- _Set exercise_: Rewrite all the rows below, replacing "Screenshot question" with "Image query" everywhere and changing nothing else. Omit the pictures from your answer.

- _Records provided_:

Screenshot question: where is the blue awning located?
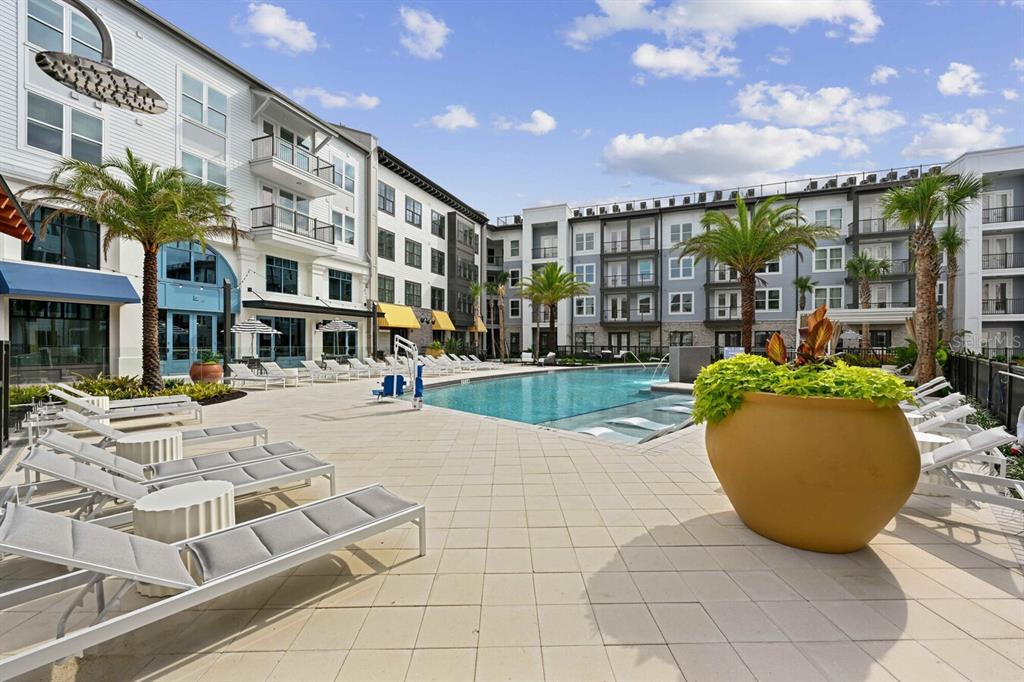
[0,260,141,303]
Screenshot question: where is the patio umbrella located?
[231,317,281,355]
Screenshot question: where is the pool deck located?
[0,368,1024,682]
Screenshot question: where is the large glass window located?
[22,208,99,270]
[266,251,299,294]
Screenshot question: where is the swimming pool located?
[423,368,689,441]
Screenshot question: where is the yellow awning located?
[430,310,455,332]
[377,303,420,329]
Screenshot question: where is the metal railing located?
[981,206,1024,225]
[252,204,335,244]
[252,135,335,184]
[981,298,1024,315]
[981,253,1024,270]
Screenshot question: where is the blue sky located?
[143,0,1024,216]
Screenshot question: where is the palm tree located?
[19,150,240,391]
[521,263,590,356]
[487,270,509,363]
[676,197,839,352]
[882,173,984,383]
[846,253,890,350]
[938,221,967,343]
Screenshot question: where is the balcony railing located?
[252,205,334,244]
[981,253,1024,270]
[252,135,335,184]
[981,206,1024,225]
[981,298,1024,315]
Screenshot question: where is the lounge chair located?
[50,388,203,422]
[48,410,268,447]
[55,382,191,409]
[224,363,285,390]
[299,360,338,384]
[0,484,427,679]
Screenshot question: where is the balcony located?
[981,206,1024,225]
[981,253,1024,270]
[252,205,336,253]
[249,135,338,199]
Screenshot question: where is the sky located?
[142,0,1024,218]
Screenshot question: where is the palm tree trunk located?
[739,274,756,352]
[142,249,164,391]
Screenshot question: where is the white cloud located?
[633,43,739,79]
[430,104,479,130]
[231,2,316,54]
[398,6,452,59]
[736,82,906,135]
[937,61,985,97]
[292,87,381,109]
[604,123,866,185]
[903,109,1010,161]
[867,65,899,85]
[495,109,558,135]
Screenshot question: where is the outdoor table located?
[132,480,234,597]
[117,430,183,464]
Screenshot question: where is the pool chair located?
[299,360,338,384]
[54,382,191,409]
[914,426,1024,511]
[45,410,268,447]
[605,417,672,431]
[224,363,285,390]
[0,484,427,680]
[50,388,203,422]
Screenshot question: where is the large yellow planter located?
[706,393,921,553]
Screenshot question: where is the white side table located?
[132,480,234,597]
[117,430,182,464]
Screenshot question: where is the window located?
[754,289,782,310]
[669,222,693,246]
[266,251,299,294]
[669,291,693,314]
[814,287,843,309]
[406,239,423,267]
[669,332,693,346]
[430,287,444,310]
[430,211,444,238]
[406,197,423,227]
[331,211,355,244]
[669,256,693,280]
[575,232,594,251]
[377,180,394,215]
[575,296,595,317]
[377,274,394,303]
[574,263,596,284]
[377,229,394,260]
[406,282,423,308]
[814,247,843,272]
[181,74,227,133]
[430,249,444,274]
[22,208,99,270]
[327,269,352,302]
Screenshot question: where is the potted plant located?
[188,350,224,384]
[693,306,921,553]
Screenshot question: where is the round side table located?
[132,480,234,597]
[117,430,183,464]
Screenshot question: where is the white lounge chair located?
[224,363,285,390]
[0,484,427,679]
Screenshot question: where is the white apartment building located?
[0,0,486,380]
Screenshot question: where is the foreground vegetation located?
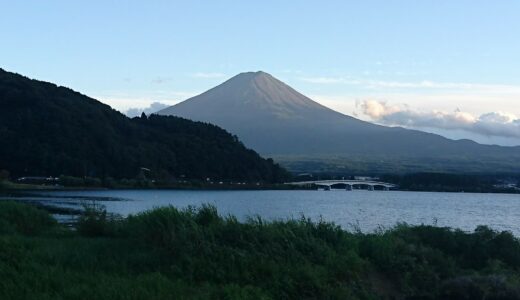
[0,202,520,299]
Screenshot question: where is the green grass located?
[0,202,520,299]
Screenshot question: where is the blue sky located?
[0,0,520,144]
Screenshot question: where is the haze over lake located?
[8,190,520,236]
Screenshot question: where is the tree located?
[0,170,9,181]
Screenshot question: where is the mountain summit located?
[158,71,520,171]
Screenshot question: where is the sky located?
[0,0,520,145]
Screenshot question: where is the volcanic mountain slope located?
[0,69,286,182]
[158,72,520,171]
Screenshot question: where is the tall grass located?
[0,203,520,299]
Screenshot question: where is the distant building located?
[16,176,60,185]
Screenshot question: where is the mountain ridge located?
[157,71,520,172]
[0,69,285,182]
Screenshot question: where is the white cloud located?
[357,100,520,138]
[124,102,170,118]
[191,72,226,79]
[299,77,520,94]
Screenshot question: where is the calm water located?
[4,190,520,236]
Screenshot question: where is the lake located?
[2,190,520,236]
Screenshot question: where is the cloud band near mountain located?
[357,100,520,138]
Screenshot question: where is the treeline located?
[380,173,520,192]
[0,69,288,182]
[0,202,520,300]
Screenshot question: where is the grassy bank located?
[0,202,520,299]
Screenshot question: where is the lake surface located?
[2,190,520,236]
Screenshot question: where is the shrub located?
[76,202,118,237]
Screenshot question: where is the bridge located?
[285,179,397,191]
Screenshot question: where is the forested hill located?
[0,69,286,182]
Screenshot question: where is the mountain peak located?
[158,71,338,122]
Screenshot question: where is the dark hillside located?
[0,69,285,182]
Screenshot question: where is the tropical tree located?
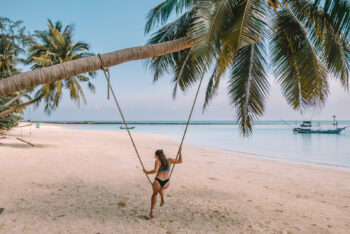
[0,0,350,134]
[0,17,30,129]
[145,0,350,134]
[27,20,95,113]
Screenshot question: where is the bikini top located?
[158,159,170,172]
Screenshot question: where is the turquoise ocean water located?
[64,121,350,169]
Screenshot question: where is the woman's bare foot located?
[160,199,165,206]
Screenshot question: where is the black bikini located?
[155,178,169,188]
[155,159,170,188]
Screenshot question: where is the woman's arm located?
[170,149,182,164]
[143,159,160,174]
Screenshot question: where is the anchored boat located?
[293,115,345,134]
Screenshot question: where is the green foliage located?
[27,20,95,113]
[145,0,350,135]
[0,17,30,130]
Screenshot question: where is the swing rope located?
[169,74,204,179]
[98,54,152,185]
[98,54,204,186]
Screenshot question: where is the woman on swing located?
[143,148,182,218]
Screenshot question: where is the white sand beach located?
[0,124,350,234]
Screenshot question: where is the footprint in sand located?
[117,201,126,208]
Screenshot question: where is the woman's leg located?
[159,181,170,206]
[149,181,161,218]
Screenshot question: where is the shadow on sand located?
[4,179,244,230]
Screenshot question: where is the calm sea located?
[60,121,350,168]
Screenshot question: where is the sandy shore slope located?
[0,125,350,234]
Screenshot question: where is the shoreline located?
[0,124,350,233]
[56,123,350,172]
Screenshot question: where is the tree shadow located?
[6,179,245,230]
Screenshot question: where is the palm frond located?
[145,0,193,34]
[228,42,270,136]
[271,7,328,111]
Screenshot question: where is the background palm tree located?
[145,0,350,134]
[0,17,30,129]
[0,0,350,134]
[27,20,95,113]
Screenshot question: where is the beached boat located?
[293,115,345,134]
[120,126,135,129]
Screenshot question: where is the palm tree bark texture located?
[0,38,192,97]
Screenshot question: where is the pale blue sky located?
[0,0,350,121]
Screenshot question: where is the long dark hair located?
[156,150,169,170]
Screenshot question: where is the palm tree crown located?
[145,0,350,135]
[27,20,95,113]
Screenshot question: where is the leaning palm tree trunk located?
[0,38,192,97]
[4,92,26,107]
[0,96,43,117]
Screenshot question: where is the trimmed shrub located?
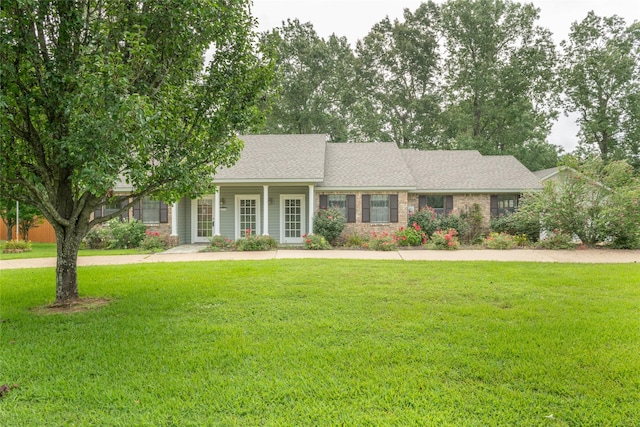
[395,222,427,246]
[460,203,487,244]
[536,231,576,249]
[140,230,166,252]
[344,232,369,248]
[209,236,234,251]
[407,206,439,236]
[431,228,460,250]
[313,208,347,244]
[491,212,540,242]
[302,234,331,250]
[105,218,147,249]
[236,235,278,252]
[363,231,398,251]
[484,232,518,249]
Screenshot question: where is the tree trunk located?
[55,229,83,304]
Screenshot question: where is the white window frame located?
[235,194,261,240]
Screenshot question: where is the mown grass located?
[0,241,144,259]
[0,260,640,426]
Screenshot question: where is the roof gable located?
[402,150,542,192]
[319,142,415,189]
[214,134,327,182]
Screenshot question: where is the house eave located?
[316,186,415,192]
[412,187,542,194]
[213,178,322,185]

- _Answer to this exercise_:
Image query: where is the blue awning located?
[0,260,141,303]
Image query: where is the patio umbrella located?
[231,317,281,355]
Image query: where is the pool deck located?
[0,368,1024,682]
Image query: where is the large glass window located?
[22,208,99,270]
[266,251,299,294]
Image query: where is the swimming pool located?
[423,368,689,441]
Image query: where is the yellow awning located?
[430,310,455,332]
[377,303,420,329]
Image query: where is the metal railing located?
[981,206,1024,225]
[252,204,335,244]
[252,135,335,184]
[981,298,1024,315]
[981,253,1024,270]
Image query: where is the blue sky located?
[143,0,1024,216]
Image query: where is the palm tree located?
[19,150,240,391]
[521,263,590,356]
[487,270,509,363]
[676,197,839,352]
[882,173,984,383]
[846,253,890,350]
[938,221,967,343]
Image query: where is the balcony railing located?
[252,205,334,244]
[981,253,1024,270]
[252,135,335,184]
[981,206,1024,225]
[981,298,1024,315]
Image query: where is the lounge chair located?
[50,388,203,422]
[48,410,268,447]
[55,382,191,409]
[224,363,285,390]
[299,360,338,384]
[0,484,427,679]
Image query: where is the balcony located?
[981,206,1024,225]
[981,253,1024,270]
[252,205,336,253]
[249,135,338,199]
Image query: where is the sky located?
[142,0,1024,218]
Image query: where is the palm tree trunk located?
[739,274,756,352]
[142,249,164,391]
Image query: where is the white cloud located?
[633,43,739,79]
[430,104,479,130]
[231,2,316,54]
[398,6,452,59]
[736,82,906,135]
[937,61,985,97]
[292,87,381,109]
[604,123,866,185]
[903,109,1010,161]
[867,65,899,85]
[495,109,558,135]
Image query: where is the outdoor table located?
[132,480,234,597]
[117,430,183,464]
Image query: where is the pool chair located?
[299,360,338,384]
[54,382,191,409]
[914,426,1024,511]
[45,410,268,447]
[605,417,672,431]
[224,363,285,390]
[0,484,427,680]
[50,388,203,422]
Image query: where is the large yellow planter located?
[706,393,921,553]
Image query: where is the white side table located?
[132,480,234,597]
[117,430,182,464]
Image query: where is the window located?
[754,289,782,310]
[669,222,693,246]
[266,251,299,294]
[669,291,693,314]
[814,287,843,309]
[406,239,423,267]
[669,332,693,346]
[430,287,444,310]
[430,211,444,238]
[406,197,423,227]
[331,211,355,244]
[669,256,693,280]
[575,232,594,251]
[377,180,394,215]
[575,296,595,317]
[377,274,394,303]
[574,263,596,284]
[377,229,394,260]
[406,282,423,308]
[814,247,843,272]
[181,74,227,133]
[430,249,444,274]
[22,208,99,270]
[327,269,352,302]
Image query: where is the potted plant located?
[188,350,224,384]
[693,306,921,553]
Image query: where is the round side table located?
[132,480,234,597]
[117,430,183,464]
Image query: where is the white lounge chair located?
[224,363,285,390]
[0,484,427,679]
Image query: where is the white apartment building located?
[0,0,486,380]
Image query: where is the foreground vegetation located?
[0,202,520,299]
Image query: where is the green grass located?
[0,202,520,299]
Image query: where is the blue sky located?
[0,0,520,144]
Image query: where is the haze over lake located?
[8,190,520,236]
Image query: where is the tree located?
[0,170,9,181]
Image query: where is the mountain summit located?
[158,71,520,171]
Image query: where is the sky located?
[0,0,520,145]
Image query: where is the volcanic mountain slope located?
[0,69,286,182]
[158,72,520,171]
Image query: where is the tall grass located?
[0,203,520,299]
Image query: where is the distant building located?
[16,176,60,185]
Image query: where is the mountain ridge located?
[157,71,520,172]
[0,69,285,182]
Image query: where is the white cloud located?
[357,100,520,138]
[124,102,170,118]
[191,72,226,79]
[299,77,520,94]
Image query: where is the calm water located?
[4,190,520,236]
Image query: where is the lake located?
[2,190,520,236]
Image query: where is the cloud band near mountain located?
[357,100,520,138]
Image query: where is the treeline located?
[380,173,520,192]
[0,69,288,182]
[0,202,520,300]
Image query: where is the grassy bank located?
[0,202,520,299]
Image query: where is the lake surface located?
[2,190,520,236]
Image query: where is the shrub located?
[76,202,118,237]
Image query: where is the bridge located?
[285,179,397,191]
Image query: where is the forested hill located?
[0,69,286,182]
Image query: where is the mountain peak located?
[158,71,338,122]
Image query: where is the dark hillside located?
[0,69,285,182]
Image query: where is the tropical tree located?
[0,0,350,134]
[0,17,30,129]
[145,0,350,134]
[27,20,95,113]
Image query: where is the bikini top located?
[158,159,170,172]
Image query: where is the turquoise ocean water located?
[64,121,350,169]
Image query: where is the woman's bare foot located?
[160,199,165,206]
Image query: where is the black bikini located?
[155,178,169,188]
[155,159,170,188]
Image query: where is the woman's arm located?
[170,149,182,164]
[143,159,160,174]
Image query: where is the anchored boat located?
[293,115,345,134]
Image query: where is the green foliage located?
[27,20,95,113]
[145,0,350,135]
[0,17,30,130]
Image query: where is the swing rope located?
[169,74,204,179]
[98,54,152,185]
[98,54,204,186]
Image query: where is the woman on swing located?
[143,148,182,218]
Image query: where is the white sand beach located?
[0,124,350,234]
Image query: where is the footprint in sand located?
[117,201,126,208]
Image query: where is the woman's leg located?
[159,181,170,206]
[149,181,161,218]
Image query: where is the shadow on sand located?
[4,179,244,230]
Image query: where is the calm sea located?
[60,121,350,168]
Image query: where is the sandy shore slope located?
[0,125,350,234]
Image query: where is the shoreline located?
[0,124,350,233]
[56,123,350,172]
Image query: where is the tree shadow located?
[6,179,245,230]
Image query: where is the palm frond located?
[145,0,193,34]
[228,42,270,136]
[271,7,328,111]
Image query: where is the background palm tree located?
[145,0,350,134]
[0,17,30,129]
[0,0,350,134]
[27,20,95,113]
Image query: where is the beached boat located?
[293,115,345,134]
[120,126,135,129]
Image query: where is the palm tree bark texture located?
[0,38,192,97]
Image query: where is the pale blue sky located?
[0,0,350,121]
Image query: where is the long dark hair located?
[156,150,169,170]
Image query: where is the palm tree crown located?
[145,0,350,135]
[27,20,95,113]
Image query: where is the leaning palm tree trunk located?
[0,38,192,97]
[4,92,26,107]
[0,96,43,117]
Image query: where is the trimmed shrub located?
[395,222,427,246]
[460,203,487,244]
[536,231,576,249]
[140,230,166,252]
[344,232,369,248]
[209,236,234,251]
[407,206,439,236]
[431,228,460,250]
[313,208,347,244]
[491,212,540,242]
[302,234,331,250]
[105,218,147,249]
[236,235,278,252]
[363,231,398,251]
[484,232,518,249]
Image query: where is the tree trunk located?
[55,229,83,304]
Image query: where is the white window frame located?
[235,194,261,240]
Image query: where is the mown grass located?
[0,241,144,259]
[0,260,640,426]
Image query: where is the roof gable located?
[402,150,542,192]
[319,142,415,189]
[214,134,327,182]
Image query: where is the house eave located?
[316,186,415,192]
[412,187,542,194]
[213,178,322,185]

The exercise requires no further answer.